Quoted passage |
-=-=-=-=-

All have sinned How does the apostle mean that all have sinned? Theologians have replied, All have sinned in Adam. But no such phrase as sinned in Adam occurs in Scripture. The phrase In Adam all die does occur. This does not mean, however, that any man’s body or person was physically, materially, or morally present, or so incorporated in the body of Adam as to expire with him when he expired. No more was any person present in Adam to eat the forbidden fruit when he ate. Every man dies conceptually in the first mortal man, just as every lion dies in the first mortal lion; that is, by being subjected to death by the law of likeness to the primal progenitor. The first lion was the representative lion, in whose likeness every descended lion would roar, devour, and die; and so in him all the lion race die. Adam, separated by sin from the Holy Spirit, was a naturally disposed sinner, and, shut from the tree of life, a natural mortal; and so by the law of descent his posterity are naturally disposed sinners, and both naturally and penally mortal.
But when the apostle declares that all have sinned, he declares not merely the natural disposition, but the actual sinning of all. Our view is this: The aorist or past tense, here used of the word sinned, does in this epistle often imply a general certain fact or state of facts. So it is used in Romans 3:23; Romans 9:22-23; Romans 8:29-30, (where see notes,) where justified and glorified express a uniform general fact in the same tense. And it is so regularly used throughout this very passage, 12-21. Romans 5:15, Hath abounded, essentially means always abounds and always will abound; 17, Death reigned; 21, Sin hath reigned, express permanent, universal facts. The clause all have sinned, therefore, means just the same as all sin thus stating a fact which (allowing for volitional freedom) is as uniform as a law of nature. Now such a uniform law of nature, however generally stated, takes effect only in those circumstances or conditions which allow it possible. Thus “water runs,” that is, such is the nature of water if gravitation permit. “Lead melts,” that is, when the temperature allows. “All men sin” such is their nature when their probation presents itself. Such being their normal action, such must be their permanent nature. And infants are of the same nature, they needing only the possible conditions for actual sinning. The sentence of universal death must stand, therefore, because in the divine view men are by nature universal sinners. Not because they literally sinned in Adam; not because Adam’s personal sin is imputed to them, but because such is their nature that in this scene of probation, hemmed in with temptations on all sides, sooner or later they will sin; and of whatever act a being is the normal, if not absolutely universal, performer, of that he is normally called the doer; if of sin, then a sinner.

-=-=-=-=-

Material provided |
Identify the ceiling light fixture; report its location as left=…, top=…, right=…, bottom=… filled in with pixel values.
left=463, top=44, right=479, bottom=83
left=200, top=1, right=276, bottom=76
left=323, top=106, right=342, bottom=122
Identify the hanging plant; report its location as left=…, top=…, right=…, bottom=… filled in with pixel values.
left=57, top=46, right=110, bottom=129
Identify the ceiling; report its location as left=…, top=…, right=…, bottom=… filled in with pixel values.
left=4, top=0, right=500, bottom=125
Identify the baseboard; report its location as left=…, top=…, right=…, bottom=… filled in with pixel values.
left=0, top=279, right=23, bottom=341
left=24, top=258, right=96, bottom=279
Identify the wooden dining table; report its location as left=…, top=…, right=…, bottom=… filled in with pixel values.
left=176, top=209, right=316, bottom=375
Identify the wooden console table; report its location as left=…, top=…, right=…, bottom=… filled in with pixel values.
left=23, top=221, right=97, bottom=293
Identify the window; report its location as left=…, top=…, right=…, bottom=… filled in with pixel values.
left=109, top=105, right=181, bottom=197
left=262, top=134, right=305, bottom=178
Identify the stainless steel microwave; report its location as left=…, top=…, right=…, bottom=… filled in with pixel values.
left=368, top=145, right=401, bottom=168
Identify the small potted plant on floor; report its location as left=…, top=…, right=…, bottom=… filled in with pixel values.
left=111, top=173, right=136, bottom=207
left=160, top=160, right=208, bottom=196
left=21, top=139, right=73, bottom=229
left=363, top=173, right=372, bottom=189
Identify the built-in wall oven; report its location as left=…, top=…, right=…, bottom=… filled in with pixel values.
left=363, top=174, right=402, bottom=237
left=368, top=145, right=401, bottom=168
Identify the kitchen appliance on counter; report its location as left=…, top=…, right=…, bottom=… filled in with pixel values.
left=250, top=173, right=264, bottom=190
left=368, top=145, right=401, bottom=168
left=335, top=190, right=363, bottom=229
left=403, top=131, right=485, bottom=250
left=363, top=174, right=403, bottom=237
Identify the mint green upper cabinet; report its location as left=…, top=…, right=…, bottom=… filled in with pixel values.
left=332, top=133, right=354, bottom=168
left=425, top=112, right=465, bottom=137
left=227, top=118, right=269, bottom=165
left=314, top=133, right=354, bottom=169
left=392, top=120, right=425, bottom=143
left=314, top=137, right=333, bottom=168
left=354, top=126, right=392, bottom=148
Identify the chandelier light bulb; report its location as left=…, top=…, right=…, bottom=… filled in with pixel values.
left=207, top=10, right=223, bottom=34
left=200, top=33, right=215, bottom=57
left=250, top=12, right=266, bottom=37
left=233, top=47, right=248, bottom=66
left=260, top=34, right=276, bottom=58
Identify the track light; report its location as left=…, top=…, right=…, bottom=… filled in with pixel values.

-=-=-=-=-

About this task |
Write the next part of the commentary on how all have sinned, starting after its final sentence. The entries are separate material and have nothing to do with the commentary on sin.

Answer |
The aoristic character of the verbs we have quoted is preserved by the writer’s being considered as assuming his standpoint at the close of the whole series of transactions they express. Standing at the finale of all probationary history, he recognises that all sinned when the lengthened trial came. (For the reconciliation of volitional freedom with this universality of sin see WILL, pp. 338-343.)
In Romans 5:12 the apostle states one side of the comparison, but he does not state the other side until Romans 5:18. What intervenes may be considered logically parenthetic. To obtain the gist of the parallel, Romans 5:12; Romans 5:18 may be read together.
The Adamic side of the comparison the apostle assumes on the admitted authority of Genesis. The purpose of the parallel is, (1.) To show the illustrious place of Christ in the history of our world. (2.) To show that justification by Christ extends beyond mere Judaism, and embraces the race. (3.) To show that the redemption more than repairs the fall.